» **Exercise details**: Take the whole listing and reproduce it exactly, pictures excepted.

» **Extracted data**:
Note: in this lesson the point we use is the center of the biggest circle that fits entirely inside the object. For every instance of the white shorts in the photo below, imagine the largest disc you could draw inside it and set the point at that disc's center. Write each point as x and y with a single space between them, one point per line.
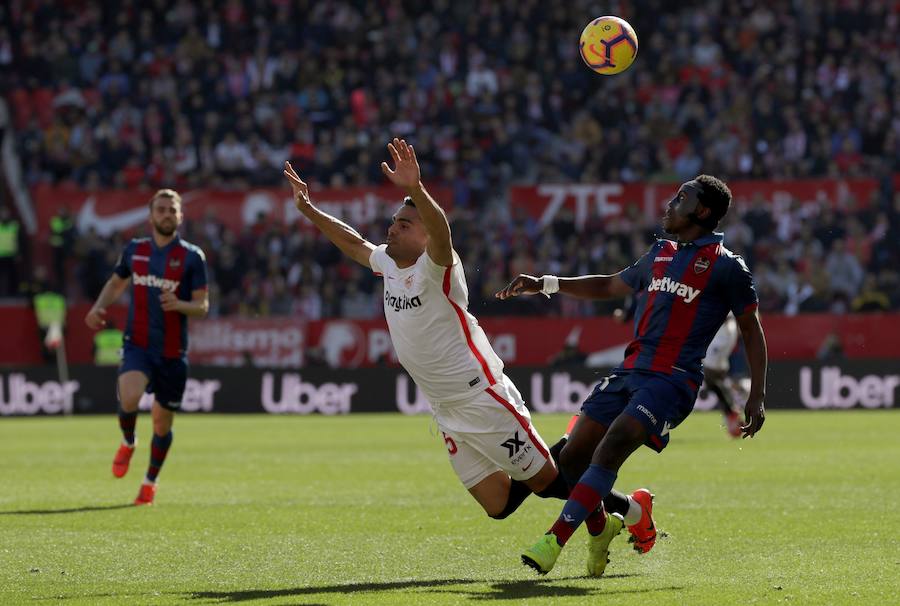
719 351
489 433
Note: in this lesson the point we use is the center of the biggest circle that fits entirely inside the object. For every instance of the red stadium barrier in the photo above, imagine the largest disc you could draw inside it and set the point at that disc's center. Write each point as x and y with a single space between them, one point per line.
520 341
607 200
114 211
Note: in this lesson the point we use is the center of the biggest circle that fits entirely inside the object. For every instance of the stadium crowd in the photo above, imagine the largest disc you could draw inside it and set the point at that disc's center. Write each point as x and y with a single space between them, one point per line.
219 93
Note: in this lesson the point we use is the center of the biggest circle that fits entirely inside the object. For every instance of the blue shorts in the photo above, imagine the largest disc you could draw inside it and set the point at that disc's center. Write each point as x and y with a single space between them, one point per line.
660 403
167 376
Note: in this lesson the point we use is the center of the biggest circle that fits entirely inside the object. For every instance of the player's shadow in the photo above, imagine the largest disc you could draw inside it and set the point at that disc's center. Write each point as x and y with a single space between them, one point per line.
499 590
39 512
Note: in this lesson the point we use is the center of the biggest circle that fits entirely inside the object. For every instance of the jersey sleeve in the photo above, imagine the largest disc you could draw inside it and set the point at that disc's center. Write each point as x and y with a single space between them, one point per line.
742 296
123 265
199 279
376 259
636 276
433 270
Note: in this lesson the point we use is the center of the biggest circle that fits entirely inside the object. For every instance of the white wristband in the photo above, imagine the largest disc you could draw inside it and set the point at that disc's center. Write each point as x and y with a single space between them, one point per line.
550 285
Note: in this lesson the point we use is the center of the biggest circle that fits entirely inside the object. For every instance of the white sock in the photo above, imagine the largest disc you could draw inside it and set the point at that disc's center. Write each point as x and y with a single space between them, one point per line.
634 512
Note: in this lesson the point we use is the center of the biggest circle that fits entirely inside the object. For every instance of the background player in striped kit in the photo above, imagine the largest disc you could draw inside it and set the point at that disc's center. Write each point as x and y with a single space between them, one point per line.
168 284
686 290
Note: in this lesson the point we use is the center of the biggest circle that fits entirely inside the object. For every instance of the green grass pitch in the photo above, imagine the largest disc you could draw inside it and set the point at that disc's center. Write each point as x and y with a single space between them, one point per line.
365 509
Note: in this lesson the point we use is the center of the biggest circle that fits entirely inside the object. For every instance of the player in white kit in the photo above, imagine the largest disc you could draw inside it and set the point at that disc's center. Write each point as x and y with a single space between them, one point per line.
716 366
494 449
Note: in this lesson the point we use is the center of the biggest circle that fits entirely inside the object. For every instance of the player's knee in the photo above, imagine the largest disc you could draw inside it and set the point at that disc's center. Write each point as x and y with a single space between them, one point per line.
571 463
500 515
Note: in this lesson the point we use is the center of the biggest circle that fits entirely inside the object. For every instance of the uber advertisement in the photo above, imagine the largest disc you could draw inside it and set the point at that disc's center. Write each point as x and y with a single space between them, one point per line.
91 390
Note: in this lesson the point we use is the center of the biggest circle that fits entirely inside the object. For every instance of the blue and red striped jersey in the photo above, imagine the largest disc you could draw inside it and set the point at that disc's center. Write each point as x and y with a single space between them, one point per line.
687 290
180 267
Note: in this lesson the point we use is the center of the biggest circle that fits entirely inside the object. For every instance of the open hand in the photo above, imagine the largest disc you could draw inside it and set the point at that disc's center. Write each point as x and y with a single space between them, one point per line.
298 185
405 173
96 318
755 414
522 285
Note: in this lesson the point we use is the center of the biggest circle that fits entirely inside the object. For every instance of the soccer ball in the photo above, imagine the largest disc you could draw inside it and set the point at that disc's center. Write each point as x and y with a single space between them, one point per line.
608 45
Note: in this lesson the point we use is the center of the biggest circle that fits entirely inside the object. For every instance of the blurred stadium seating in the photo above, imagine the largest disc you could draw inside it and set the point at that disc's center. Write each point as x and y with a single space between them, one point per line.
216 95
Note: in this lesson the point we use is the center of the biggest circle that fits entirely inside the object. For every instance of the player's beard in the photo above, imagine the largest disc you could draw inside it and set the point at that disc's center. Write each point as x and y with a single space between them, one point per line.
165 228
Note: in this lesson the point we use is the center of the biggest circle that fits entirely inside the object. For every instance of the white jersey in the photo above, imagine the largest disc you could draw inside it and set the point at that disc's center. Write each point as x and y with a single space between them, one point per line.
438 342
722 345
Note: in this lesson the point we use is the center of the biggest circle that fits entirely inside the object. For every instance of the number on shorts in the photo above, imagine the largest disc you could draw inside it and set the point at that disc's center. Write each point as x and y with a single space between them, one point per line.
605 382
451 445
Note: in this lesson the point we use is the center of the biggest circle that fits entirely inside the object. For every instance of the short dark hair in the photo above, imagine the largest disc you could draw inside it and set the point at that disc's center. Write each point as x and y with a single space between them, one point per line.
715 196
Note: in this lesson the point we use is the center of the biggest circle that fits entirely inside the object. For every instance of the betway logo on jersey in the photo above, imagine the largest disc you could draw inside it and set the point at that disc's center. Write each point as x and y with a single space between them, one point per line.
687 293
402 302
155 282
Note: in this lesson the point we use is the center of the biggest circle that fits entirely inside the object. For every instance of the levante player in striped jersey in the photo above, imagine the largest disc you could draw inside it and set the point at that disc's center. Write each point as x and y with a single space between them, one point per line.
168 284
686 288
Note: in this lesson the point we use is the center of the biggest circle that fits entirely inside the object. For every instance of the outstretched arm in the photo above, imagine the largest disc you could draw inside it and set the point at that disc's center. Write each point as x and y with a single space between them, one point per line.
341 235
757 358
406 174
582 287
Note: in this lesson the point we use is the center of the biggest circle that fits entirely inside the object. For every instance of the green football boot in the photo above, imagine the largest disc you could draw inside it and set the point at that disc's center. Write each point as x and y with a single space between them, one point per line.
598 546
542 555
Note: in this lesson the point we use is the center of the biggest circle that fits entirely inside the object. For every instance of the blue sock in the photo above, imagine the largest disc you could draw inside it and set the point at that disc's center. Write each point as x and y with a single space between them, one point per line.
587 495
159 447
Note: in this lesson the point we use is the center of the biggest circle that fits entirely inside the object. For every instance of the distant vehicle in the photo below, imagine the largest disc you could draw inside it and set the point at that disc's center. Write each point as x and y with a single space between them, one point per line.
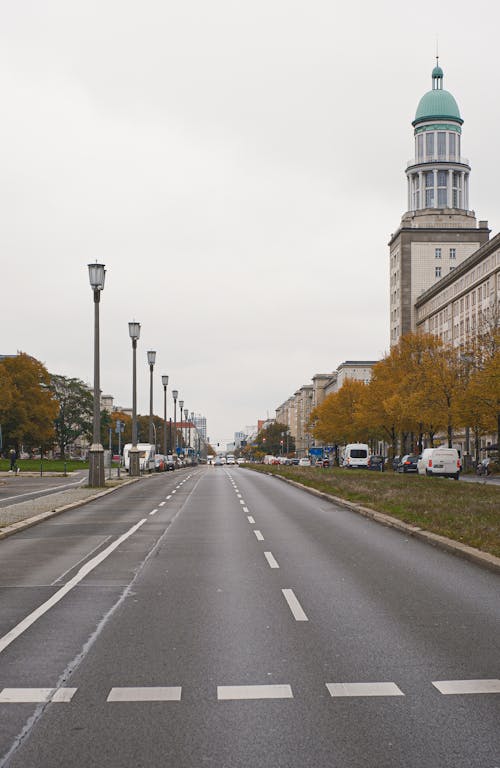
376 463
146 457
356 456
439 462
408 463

» **Written response**:
Note: in this lesson the point we use is the center of the biggest circle that fits entirely inside the object. For every instance of the white shorts in the photo below, imagine the largest disc you could draw inside it and set the point at that disc's center. Write each point as x and y with a single space between them, one point per line.
719 351
489 433
Note: in this lesson the point we use is the center of the biggest circle that fits entirely inside the object. For every instance of the red stadium barrier in the photo above, imagine the largest disc you could draw inside it and set the point at that disc's center. Write each point as x and y with a single space between them, one point per line.
520 341
607 200
114 211
Note: in this lesson the point we use is the center of the biggest circle that fits entirely inside the object. For every instance of the stadium crowd in the photo above, imagine the largest disc you could draw inside it and set the point at that disc's center. Write each point as x and y with a single space between them, one point per line.
219 93
Note: in this lesson the point we use is the center of the biggest circle that fits entirely inside the object. For every instance of the blue shorts in the photo above, imagine the largest disc you could draw inside it and set the point at that disc's center. Write each point as x and y with a single space between them, one point per line.
660 403
167 376
Note: in this lesson the point we use is the center of the biggest circle that fits entirely inside the object. For every instance of the player's shadow in the photo above, imagine the largest disc you could draw inside it and set the point at that disc's center. Write each point as x and y with a single space between them, one point per line.
499 590
39 512
Note: in this lesson the point we use is the center of the biggest circle that fits entirely inside the object. For every instance of the jersey sleeve in the photo above, imagine the largest disc you could draw inside it and set the point at that disc's center. Write each point as x and y with a single space between them, one point per line.
742 296
123 265
199 279
376 259
636 276
433 270
Note: in this lesson the point we use is the center of the biggest circle that fits entirely inside the object. For every instance of the white wristband in the photo above, imagine the largest disc you could draw inside it and set the point at that disc's center. Write each point as x and y with a single space between them, one point per line.
550 285
Note: in this lesson the point we use is the center of the biggest circle that fits entirely inside the object. For every instance of the white sock in the photo above, imagine the largest disc you could draw inside it and set the point at that disc's center. Write each point as x and y with a single space between them, one point per line.
634 512
Note: in this lesson the point we use is the center of the biggest circle that fits entirely inside the object. For every instance of the background player in striped kit in the photo above, imagine the largest disc you could draw inside it and set the point at that disc's center. Write each point as x and y with a single space between them, one point per line.
168 284
686 290
Note: in this lesson the point we use is the center of the biggest circle that fits entirely inside the object. For every instance of the green grass pitch in the photo above, imagine the largest disc you could draw inside it and set the point at that disc's center. Write each point as x and y with a single space between them, one point per line.
365 509
Note: in this lesson the point we use is the center of the biggest circle that fits entirely inside the object. For every instance of the player in white kit in the photo above, imagine the largest disc you could draw inside it and set the point at that disc's center. Write each point as x and y with a single space between them, one point per line.
716 366
494 449
Note: in this lesson the point we use is the center of the biggest circle that fits entirely inside the object. For every instance of the player's knee in the photo above, imagine the largest disc you could draw inside it and set the point at that disc's center. Write each point as x and y with a single space between them, one point per line.
571 463
500 515
Note: in this lesson the point we use is the center of the biggest circle that fits entirely inside the object. For every instance of the uber advertisement in the photo above, imagine the largest disc you could draw inside it and set the point at that disc's center. Write each point as x and y with a single space between them, one point per line.
91 390
Note: in this lesson the point we use is the center of the biggest circle that fits entirely inside the object. For every instance of the blue and red striped jersey in the photo above, imagine the largest disc you could draw inside it and set the point at that disc's center. Write each point as x and y with a single space between them, one point per line.
687 290
180 267
Note: in this lesson the point we use is the center of the biggest circle that fits entirely inside the object. For every instance of the open hand in the photo above, imagine the largest disc you could draw inside it and set the point at that disc's center. Write each point as x and y with a single space between them, one point per line.
298 185
405 173
96 318
755 414
522 285
Note: in this lesson the point we use is the center of the biggest circle that fits entirely inside the object. For every instance of the soccer ball in the photo above, imagine the largest disc you could draw inside it and set the point at that disc's center. Write each point as x and y with a single space between them, one point per line.
608 45
Note: in this lesson the point we use is the center of the biggest circle that fits entirely inside the object. For every instance of the blurred stadium seating in the photo above, imagine the largest disc you could draw inside it and set the point at that disc's center. Write each point as x and y with a single space between them, one point per line.
216 95
Note: in this lesson the point we use is the center of the biggest circle that fits entirely inside the object. For every instance of the player's beard in the photo above, imagine the largest disc you could draw inside it and set the point at that disc's center. Write each point as x and y with a single space between them, one point per line.
165 228
Note: in this lesson the point we use is the center of the biggest circle that fits entirely inside the object. For every instance of the white jersey in the photo above, imagine the largest disc you could draw inside it and set the point at that disc's center. Write each point as x and y with a single space between them, one point per line.
438 342
722 345
Note: in this lesson the point we use is the center of the biggest circle that fits entirely inside the object. For every instance of the number on shorts in the photo above, imagine the largest disc you could draw inside it and set the point at that disc's center. Write each point as x and y with a single space between them, one point per line.
605 382
451 445
Note: in this lesson the point we use is the center of the biggest circle that fits entirely inside the object. For every instance of the short dark hair in the photo above, imagine the largest disc you could draw inside it and set the point at that disc's center. Write each point as x and y with a single space between them, one point per line.
715 196
Note: in this lesson the point we use is the center of the biggest circle that fits entirely inside the object. For every instance of the betway logo on jersey in the photo above, imagine the largest disc you could draw inside it and set the point at that disc's center. Write each point as x and y with a single space between them, one point per line.
687 293
402 302
155 282
Note: in this lesson the point we use is the center of the biggest circle that fits entirely inside the object. For every instance of the levante player in striped jersey in the photo above, imagine the largest disc you could draw inside it and set the point at that disc's center. Write each point as x and y with a single space between them, one point per line.
168 284
686 288
Note: in this lesson the point we use is the center of the biggest circle that fits entirely inside the object. For every instance of the outstretched arm in the photo above, imagine the largest disc you could draw inside it and set the point at that disc's center. Write each point as x and y with a single space between them, one point per line.
341 235
757 358
406 174
582 287
Note: in this lesson the point we use is the center of the biggest circle that fits entirely inside the object. For every instance of the green football boot in the photo above, imagine the largest disc you could draw inside it and set the point at that disc's center. Write each point as x and y with a single space between them, one point per line.
598 546
542 555
Note: in this lesson the point we use is the center of the biggest circle that fits entirely inside the object. For every instance of the blue sock in the photo above, imagine the largest disc you could draw inside it and set the point at that disc's center. Write each point as x and y with a single space between them, one point per line.
587 495
159 447
Note: in this lesson the point we use is the center of the biggest circle that fits entirely inside the object. For every instance of the distant vehicle in the photo below, imagine the largest disc you could draw inside it and set the point at that disc's center. Write each point as x and y with a single space between them, one point per line.
376 463
146 457
356 456
439 462
408 463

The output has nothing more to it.